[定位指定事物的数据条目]
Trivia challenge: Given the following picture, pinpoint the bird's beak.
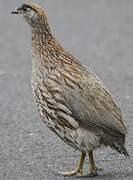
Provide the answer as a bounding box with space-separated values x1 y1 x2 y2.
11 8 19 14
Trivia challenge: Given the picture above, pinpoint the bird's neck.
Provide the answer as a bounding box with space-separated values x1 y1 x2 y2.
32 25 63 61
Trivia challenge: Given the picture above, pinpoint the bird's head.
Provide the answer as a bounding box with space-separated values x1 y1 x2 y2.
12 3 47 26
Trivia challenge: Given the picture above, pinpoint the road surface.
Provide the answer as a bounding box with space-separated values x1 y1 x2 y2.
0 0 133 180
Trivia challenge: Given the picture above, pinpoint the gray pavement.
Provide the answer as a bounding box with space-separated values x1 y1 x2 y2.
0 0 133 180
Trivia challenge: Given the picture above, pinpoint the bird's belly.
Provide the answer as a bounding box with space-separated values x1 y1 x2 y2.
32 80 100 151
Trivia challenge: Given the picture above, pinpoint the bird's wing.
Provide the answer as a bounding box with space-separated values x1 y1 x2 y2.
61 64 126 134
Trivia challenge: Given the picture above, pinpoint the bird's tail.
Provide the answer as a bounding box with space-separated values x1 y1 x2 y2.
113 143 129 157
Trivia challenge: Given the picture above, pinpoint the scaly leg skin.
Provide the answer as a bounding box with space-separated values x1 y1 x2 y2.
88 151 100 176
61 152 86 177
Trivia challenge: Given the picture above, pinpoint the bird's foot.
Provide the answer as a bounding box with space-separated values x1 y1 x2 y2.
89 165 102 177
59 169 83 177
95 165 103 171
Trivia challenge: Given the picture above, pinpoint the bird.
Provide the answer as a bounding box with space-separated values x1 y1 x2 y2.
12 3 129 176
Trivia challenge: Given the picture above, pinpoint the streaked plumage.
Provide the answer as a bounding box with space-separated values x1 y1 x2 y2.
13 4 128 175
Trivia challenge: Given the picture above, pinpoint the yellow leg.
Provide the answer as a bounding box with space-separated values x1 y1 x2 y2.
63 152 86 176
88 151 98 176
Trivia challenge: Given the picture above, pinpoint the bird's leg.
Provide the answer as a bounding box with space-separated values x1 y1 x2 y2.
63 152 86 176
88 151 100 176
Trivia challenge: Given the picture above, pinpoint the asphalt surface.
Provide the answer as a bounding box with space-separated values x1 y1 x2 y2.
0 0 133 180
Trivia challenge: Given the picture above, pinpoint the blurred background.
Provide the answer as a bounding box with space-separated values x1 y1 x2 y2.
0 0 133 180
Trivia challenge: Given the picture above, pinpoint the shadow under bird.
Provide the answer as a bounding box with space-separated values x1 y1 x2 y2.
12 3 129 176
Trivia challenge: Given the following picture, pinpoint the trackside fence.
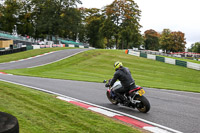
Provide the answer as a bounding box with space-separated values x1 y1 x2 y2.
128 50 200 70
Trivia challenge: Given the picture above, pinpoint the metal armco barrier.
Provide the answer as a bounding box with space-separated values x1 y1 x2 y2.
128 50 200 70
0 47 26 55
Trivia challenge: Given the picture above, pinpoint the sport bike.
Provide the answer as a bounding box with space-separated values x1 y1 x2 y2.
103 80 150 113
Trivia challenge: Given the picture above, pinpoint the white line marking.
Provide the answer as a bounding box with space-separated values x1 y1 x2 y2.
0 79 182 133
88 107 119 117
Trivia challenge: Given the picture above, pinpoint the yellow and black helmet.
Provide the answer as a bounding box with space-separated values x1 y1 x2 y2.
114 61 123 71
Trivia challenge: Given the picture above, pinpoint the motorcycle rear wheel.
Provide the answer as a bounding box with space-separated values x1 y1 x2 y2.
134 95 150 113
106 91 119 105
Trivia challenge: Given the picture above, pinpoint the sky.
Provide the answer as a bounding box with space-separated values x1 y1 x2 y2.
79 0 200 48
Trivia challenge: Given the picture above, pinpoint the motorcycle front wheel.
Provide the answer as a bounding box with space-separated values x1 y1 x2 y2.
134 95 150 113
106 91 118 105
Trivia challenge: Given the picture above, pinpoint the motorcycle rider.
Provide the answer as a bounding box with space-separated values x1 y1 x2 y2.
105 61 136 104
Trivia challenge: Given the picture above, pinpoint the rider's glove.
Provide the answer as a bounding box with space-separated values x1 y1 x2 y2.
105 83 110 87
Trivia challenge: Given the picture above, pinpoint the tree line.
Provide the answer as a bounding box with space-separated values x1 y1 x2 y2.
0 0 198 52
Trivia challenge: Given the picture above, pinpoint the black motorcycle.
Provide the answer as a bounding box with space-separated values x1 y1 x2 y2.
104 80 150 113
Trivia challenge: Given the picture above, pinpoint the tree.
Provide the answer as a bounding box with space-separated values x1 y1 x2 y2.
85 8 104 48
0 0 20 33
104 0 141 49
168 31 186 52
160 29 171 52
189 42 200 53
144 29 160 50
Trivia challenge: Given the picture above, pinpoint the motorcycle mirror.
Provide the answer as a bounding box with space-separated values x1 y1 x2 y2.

* [任务说明] 请逐字输出从含有“Trivia challenge: Given the picture above, pinpoint the streaked”的那一行到含有“13 4 128 175”的那一行，首尾两行都包括在内。

* [本题回答]
Trivia challenge: Given the picture above, pinpoint the streaked plumage.
Provide the answer as a bounding box with space-separated values x1 y1 x2 y2.
13 4 128 175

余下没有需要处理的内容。